# Brief A:
From the Veliny article, extract the stretch from "- Postal code: 534" through "about 500 inhabitants.".
# Brief B:
According to the Veliny article, in what year was Veliny first mentioned in writing?
# Brief C:
Does the Veliny article agree with each of these statements? Answer yes or no for each, quoting the deciding words. (i) The Pernštejn family owned Veliny from 1497 to 1560. (ii) The bell tower was built after the church. (iii) Veliny lies about 19 km west of Pardubice.

# Source extract:
Population (2026-01-01)
- • Total: 496
- • Density: 76.1/km^{2} (197/sq mi)
- Time zone: UTC+1 (CET)
- • Summer (DST): UTC+2 (CEST)
- Postal code: 534 01
- Website: veliny.cz

= Veliny =

Veliny is a municipality and village in Pardubice District in the Pardubice Region of the Czech Republic. It has about 500 inhabitants.

==Etymology==
The name is derived from the personal name Vela, meaning "Vela's cottages".

==Geography==
Veliny is located about 19 km east of Pardubice. It lies in the Orlice Table. The highest point is at 334 m above sea level. The stream Velinský potok flows through the municipality and supplies here the fishpond Pilský rybník.

==History==
The first written mention of Veliny is from 1365. From 1497 to 1560, it was owned by the Pernštejn family. In 1560, it was acquired by Emperor Ferdinand I.

==Transport==
The I/36 road from Pardubice to Čestlice runs through the municipality.

==Sights==
The main historical landmark is the complex of the wooden timbered Church of Saint Nicholas with a morgue and a bell tower. The church was built in the late Baroque style in 1752 and the bell tower with morgue in 1750.

[Stored records]
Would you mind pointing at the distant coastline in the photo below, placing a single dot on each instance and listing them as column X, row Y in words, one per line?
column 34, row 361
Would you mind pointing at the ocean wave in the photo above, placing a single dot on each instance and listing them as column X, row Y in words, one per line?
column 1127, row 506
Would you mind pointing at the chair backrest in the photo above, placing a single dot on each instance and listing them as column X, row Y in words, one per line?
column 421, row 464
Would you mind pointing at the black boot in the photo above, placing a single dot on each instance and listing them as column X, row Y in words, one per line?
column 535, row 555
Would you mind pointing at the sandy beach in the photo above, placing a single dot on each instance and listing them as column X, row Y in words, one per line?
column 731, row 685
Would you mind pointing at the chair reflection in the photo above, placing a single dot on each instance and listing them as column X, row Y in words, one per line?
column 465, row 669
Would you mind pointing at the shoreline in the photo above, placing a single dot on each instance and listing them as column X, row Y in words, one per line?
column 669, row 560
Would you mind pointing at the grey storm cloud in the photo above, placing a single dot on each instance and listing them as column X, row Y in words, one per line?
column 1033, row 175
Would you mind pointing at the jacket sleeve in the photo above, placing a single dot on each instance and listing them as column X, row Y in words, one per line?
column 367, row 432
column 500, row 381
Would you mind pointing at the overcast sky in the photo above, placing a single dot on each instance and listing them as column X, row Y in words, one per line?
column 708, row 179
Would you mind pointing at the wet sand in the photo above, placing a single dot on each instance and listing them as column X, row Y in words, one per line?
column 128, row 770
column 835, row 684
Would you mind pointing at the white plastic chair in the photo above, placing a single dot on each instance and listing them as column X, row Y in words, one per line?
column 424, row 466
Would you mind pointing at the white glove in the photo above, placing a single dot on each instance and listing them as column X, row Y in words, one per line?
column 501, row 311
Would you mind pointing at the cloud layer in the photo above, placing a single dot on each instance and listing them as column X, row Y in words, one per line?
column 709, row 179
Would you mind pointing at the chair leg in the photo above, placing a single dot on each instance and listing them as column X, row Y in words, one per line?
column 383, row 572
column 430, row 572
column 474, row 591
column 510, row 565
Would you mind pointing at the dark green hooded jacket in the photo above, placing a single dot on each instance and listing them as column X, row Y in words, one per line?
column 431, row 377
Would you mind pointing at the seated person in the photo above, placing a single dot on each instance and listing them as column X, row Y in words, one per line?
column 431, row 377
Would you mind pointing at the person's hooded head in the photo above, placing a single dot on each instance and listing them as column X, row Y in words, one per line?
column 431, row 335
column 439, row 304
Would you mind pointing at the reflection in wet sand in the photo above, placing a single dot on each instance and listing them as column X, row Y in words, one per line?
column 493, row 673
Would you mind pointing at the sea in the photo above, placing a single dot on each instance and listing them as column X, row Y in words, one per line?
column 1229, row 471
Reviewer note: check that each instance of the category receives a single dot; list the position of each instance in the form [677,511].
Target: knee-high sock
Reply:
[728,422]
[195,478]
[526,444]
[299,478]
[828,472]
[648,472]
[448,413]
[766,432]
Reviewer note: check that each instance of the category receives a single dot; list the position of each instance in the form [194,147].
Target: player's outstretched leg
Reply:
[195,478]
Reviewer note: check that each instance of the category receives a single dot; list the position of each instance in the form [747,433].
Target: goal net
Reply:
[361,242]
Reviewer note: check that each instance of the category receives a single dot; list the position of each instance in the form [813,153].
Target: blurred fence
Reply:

# Final answer A:
- Postal code: 534 01
- Website: veliny.cz

= Veliny =

Veliny is a municipality and village in Pardubice District in the Pardubice Region of the Czech Republic. It has about 500 inhabitants.

# Final answer B:
1365

# Final answer C:
(i) Yes: "From 1497 to 1560, it was owned by the Pernštejn family."
(ii) No: "The church was built in the late Baroque style in 1752 and the bell tower with morgue in 1750."
(iii) No: "Veliny is located about 19 km east of Pardubice."